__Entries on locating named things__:
►

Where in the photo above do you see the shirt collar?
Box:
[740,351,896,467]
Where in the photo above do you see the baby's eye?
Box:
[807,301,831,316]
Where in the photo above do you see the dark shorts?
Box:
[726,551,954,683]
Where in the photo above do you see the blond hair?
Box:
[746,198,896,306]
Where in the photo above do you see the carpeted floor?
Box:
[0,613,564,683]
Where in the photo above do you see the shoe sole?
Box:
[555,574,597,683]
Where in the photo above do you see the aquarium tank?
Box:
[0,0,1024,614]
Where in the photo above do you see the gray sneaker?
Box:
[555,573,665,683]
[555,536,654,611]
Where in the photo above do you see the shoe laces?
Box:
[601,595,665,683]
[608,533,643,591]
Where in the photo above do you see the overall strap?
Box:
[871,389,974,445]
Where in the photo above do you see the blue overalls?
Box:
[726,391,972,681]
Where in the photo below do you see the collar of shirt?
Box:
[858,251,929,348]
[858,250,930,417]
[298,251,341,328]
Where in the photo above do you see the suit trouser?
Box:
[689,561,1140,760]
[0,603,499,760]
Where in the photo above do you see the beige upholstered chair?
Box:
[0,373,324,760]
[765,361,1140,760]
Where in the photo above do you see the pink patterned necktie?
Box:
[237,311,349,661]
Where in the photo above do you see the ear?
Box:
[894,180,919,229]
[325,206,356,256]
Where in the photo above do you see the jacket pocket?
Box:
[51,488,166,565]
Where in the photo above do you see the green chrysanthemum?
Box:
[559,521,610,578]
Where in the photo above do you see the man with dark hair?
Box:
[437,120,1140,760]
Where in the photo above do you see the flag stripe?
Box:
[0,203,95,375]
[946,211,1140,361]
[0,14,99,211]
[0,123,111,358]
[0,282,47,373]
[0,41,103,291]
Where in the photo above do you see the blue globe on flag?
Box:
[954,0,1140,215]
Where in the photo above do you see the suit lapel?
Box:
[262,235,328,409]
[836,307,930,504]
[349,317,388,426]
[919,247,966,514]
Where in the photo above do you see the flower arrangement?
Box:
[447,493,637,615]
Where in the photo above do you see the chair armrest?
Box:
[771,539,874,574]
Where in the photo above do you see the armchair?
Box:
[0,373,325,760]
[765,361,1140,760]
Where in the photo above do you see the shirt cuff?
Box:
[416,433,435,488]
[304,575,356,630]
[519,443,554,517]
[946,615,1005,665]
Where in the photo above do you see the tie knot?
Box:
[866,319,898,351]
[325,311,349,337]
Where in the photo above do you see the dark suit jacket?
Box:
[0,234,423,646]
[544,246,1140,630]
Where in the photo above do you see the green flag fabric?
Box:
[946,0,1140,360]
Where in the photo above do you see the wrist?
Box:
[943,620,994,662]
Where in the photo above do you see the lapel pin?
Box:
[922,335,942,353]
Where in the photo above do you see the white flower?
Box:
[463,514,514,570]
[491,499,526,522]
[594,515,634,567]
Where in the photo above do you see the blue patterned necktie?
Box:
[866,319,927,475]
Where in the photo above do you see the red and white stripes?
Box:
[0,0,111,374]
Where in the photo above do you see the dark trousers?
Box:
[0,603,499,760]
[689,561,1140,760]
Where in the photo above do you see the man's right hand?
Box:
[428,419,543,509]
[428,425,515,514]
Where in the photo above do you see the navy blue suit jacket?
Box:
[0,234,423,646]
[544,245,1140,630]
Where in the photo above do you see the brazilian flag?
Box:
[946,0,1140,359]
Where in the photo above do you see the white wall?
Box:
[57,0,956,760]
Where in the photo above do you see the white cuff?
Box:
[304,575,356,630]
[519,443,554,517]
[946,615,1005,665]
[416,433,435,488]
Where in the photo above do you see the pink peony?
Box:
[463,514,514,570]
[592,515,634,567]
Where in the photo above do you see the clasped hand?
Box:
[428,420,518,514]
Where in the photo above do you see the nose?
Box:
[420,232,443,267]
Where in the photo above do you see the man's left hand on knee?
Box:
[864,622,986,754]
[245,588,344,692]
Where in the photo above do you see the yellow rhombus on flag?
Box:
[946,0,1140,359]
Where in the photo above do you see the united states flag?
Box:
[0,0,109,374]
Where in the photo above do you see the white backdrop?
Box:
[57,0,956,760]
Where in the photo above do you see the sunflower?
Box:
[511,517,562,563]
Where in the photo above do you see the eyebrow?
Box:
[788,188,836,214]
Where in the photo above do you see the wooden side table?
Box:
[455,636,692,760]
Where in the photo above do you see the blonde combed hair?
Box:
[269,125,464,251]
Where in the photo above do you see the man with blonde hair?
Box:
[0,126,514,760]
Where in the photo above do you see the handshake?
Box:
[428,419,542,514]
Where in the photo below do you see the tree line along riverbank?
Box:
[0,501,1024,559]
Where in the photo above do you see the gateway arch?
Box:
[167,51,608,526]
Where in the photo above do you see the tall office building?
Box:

◄

__The request__: Recast every line of the records above as a numbered list, leaving out any blank lines.

__Result of the task__:
1. Where in the photo above do you see the shirt collar?
2. Box:
3. [740,351,896,467]
4. Where in the photo above do you see the baby's eye?
5. Box:
6. [807,301,831,316]
7. Where in the photo above do you see the dark shorts?
8. Box:
9. [726,551,954,683]
10. Where in the photo above do you see the blond hair?
11. Box:
12. [746,198,896,306]
13. Where in the photo above do you see the carpeted floor?
14. Box:
15. [0,613,564,683]
16. Where in the photo above do you see the shoe sole?
17. Box:
18. [555,574,597,683]
19. Where in the photo above do you see the aquarium tank?
20. Box:
21. [0,0,1024,614]
22. Where in the photo above do you see the gray sneaker?
23. Box:
24. [555,573,665,683]
25. [555,536,654,611]
26. Where in the photo above do you see the shoe laces?
27. Box:
28. [601,595,665,683]
29. [608,533,643,591]
30. Where in the photo above do you see the overall strap?
31. Box:
32. [871,389,974,445]
33. Where in the photo above do you see the blue overalls?
34. Box:
35. [726,391,972,681]
36. Where in the photo below do you see the collar of shirt?
37. Box:
38. [858,251,929,348]
39. [858,250,930,417]
40. [298,251,341,328]
41. Where in the photo above do you see the suit trouser?
42. Box:
43. [689,561,1140,760]
44. [0,603,499,760]
45. Where in the photo above do you see the beige upholstered chair?
46. Box:
47. [0,373,324,760]
48. [765,361,1140,760]
49. Where in the photo above do you see the pink patterned necktie?
50. Box:
51. [237,311,349,661]
52. Where in the photo above do you see the ear?
53. Box:
54. [894,180,919,229]
55. [325,206,356,256]
56. Where in the photo above do you see the jacket pocket?
57. Box:
58. [51,488,166,565]
59. Where in the photo above do you see the green chrysanthemum?
60. Box:
61. [559,521,610,578]
62. Where in the photo above do you see the man with dark hair?
63. Box:
64. [437,120,1140,760]
65. Where in the photo above do you see the flag stripe?
66. Box:
67. [0,203,95,375]
68. [946,211,1140,361]
69. [0,14,99,211]
70. [0,123,111,358]
71. [0,282,47,373]
72. [0,41,103,291]
73. Where in the photo above do you see the blue globe on flag?
74. Box:
75. [954,0,1140,215]
76. Where in the photo above do you see the suit lapel?
77. Box:
78. [262,235,328,409]
79. [836,307,930,504]
80. [349,317,388,426]
81. [919,247,966,514]
82. Where in the photo above do you see the flower arrangement?
83. Box:
84. [447,493,637,615]
85. Where in the photo above do you see the chair armrest?
86. Box:
87. [771,539,874,574]
88. Where in the photo above do you see the armchair?
89. Box:
90. [0,373,325,760]
91. [765,361,1140,760]
92. Where in the photo above do you see the shirt cuff?
93. Box:
94. [416,433,435,488]
95. [304,575,356,630]
96. [519,443,554,517]
97. [946,615,1005,665]
98. Where in the photo above do you see the tie knot?
99. Box:
100. [866,319,898,351]
101. [325,311,349,337]
102. Where in the photo above do you see the dark suit jacket?
103. Box:
104. [0,234,423,646]
105. [544,246,1140,630]
106. Where in the photo above do you see the green flag fabric?
107. Box:
108. [946,0,1140,360]
109. Where in the photo above do you see the wrist?
110. Box:
111. [943,620,994,662]
112. Where in the photo above do you see the lapel pin?
113. Box:
114. [922,335,942,353]
115. Where in the photo above do you see the white flower?
116. Box:
117. [463,514,514,570]
118. [491,499,526,522]
119. [594,515,634,567]
120. Where in the photo above do you see the blue patterned necktie?
121. Box:
122. [866,319,927,475]
123. Where in the photo above do you see the red and white stripes?
124. Box:
125. [0,0,111,374]
126. Where in the photo above do you see the dark trousers?
127. Box:
128. [0,603,499,760]
129. [689,561,1140,760]
130. Where in the photo above do you see the man's right hand?
131. Box:
132. [428,419,543,509]
133. [428,425,515,514]
134. Where in the photo above do you see the navy blue suit jacket?
135. Box:
136. [0,234,423,646]
137. [544,245,1140,630]
138. Where in the photo above do you see the brazilian flag?
139. Box:
140. [946,0,1140,359]
141. Where in the photo above do you see the white wall?
142. Box:
143. [57,0,956,760]
144. Where in the photo above do you see the white cuff?
145. Box:
146. [304,575,356,630]
147. [519,443,554,517]
148. [946,615,1005,665]
149. [416,433,435,488]
150. Where in the photo above do you see the pink peony?
151. Box:
152. [463,514,514,570]
153. [592,515,634,567]
154. Where in the photo above do you see the clasped hand?
155. Box:
156. [428,420,518,514]
157. Where in the photo above do you see the nose?
158. Box:
159. [420,232,443,267]
160. Where in the photo above do you see the man's left hand on knee?
161. Box:
162. [864,622,986,754]
163. [245,588,344,692]
164. Where in the photo above do you see the yellow rhombus on flag?
165. Box:
166. [946,0,1140,359]
167. Where in the photo above do you see the united states flag?
168. Box:
169. [0,0,109,374]
170. Where in the photo above do you see the white backdrop?
171. Box:
172. [57,0,956,760]
173. Where in the photo above do you see the sunflower?
174. Box:
175. [511,517,562,563]
176. Where in the photo above do you see the eyebrow?
177. Box:
178. [788,188,836,214]
179. Where in the photo above do you see the wooden side table?
180. Box:
181. [455,636,692,760]
182. Where in the photo above do you see the blonde combed hair?
183. Box:
184. [269,125,464,251]
185. Where in the photo above do you see the man with blonde hair?
186. Box:
187. [0,126,514,760]
188. Where in the photo above do you see the handshake?
189. Box:
190. [428,419,542,514]
191. Where in the photo below do you see the tree line along riverbank?
192. Box:
193. [0,501,1024,559]
194. Where in the photo above do you see the gateway arch?
195. Box:
196. [167,51,608,526]
197. Where in the photo above do you see the tall office building?
198. Box:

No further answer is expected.